▶ Selected passage
★ ★ ★

RealmeIP / openjpeg

Automatically exported from code.google.com/p/openjpeg
Other
0 stars 0 forks source link

Feature: Add OpenMP support #372

Open GoogleCodeExporter opened 8 years ago

GoogleCodeExporter commented 8 years ago
OpenMP will allow the library to use all available cores.
On my quad core system, OpenMP decreases encode and decode times
by about 40%.

Patch to follow shortly.

Original issue reported on code.google.com by boxe...@gmail.com on 5 Jul 2014 at 6:27

GoogleCodeExporter commented 8 years ago

Original comment by boxe...@gmail.com on 5 Jul 2014 at 6:30

GoogleCodeExporter commented 8 years ago
The cmake file has a variable called NUM_CORES, which should be set to the 
number
of cores on the system. Todo: pass this variable into the code via a config 
file,
and use it in the OpenMP call omp_set_num_threads.  I dont' know how to do 
this, so I left it.

★ ★ ★

▶ What to produce
Transcribe the part of the OpenMP feature thread from "RealmeIP / openjpeg" up to and including "all available cores.".

▶ Dataset section

★ ★ ★

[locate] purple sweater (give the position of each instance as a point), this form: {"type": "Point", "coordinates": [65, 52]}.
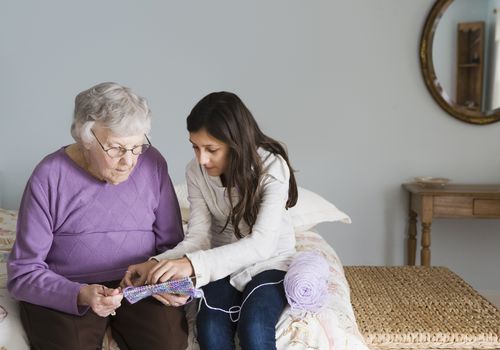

★ ★ ★

▶ Response to this task
RealmeIP / openjpeg

Automatically exported from code.google.com/p/openjpeg
Other
0 stars 0 forks source link

Feature: Add OpenMP support #372

Open GoogleCodeExporter opened 8 years ago

GoogleCodeExporter commented 8 years ago
OpenMP will allow the library to use all available cores.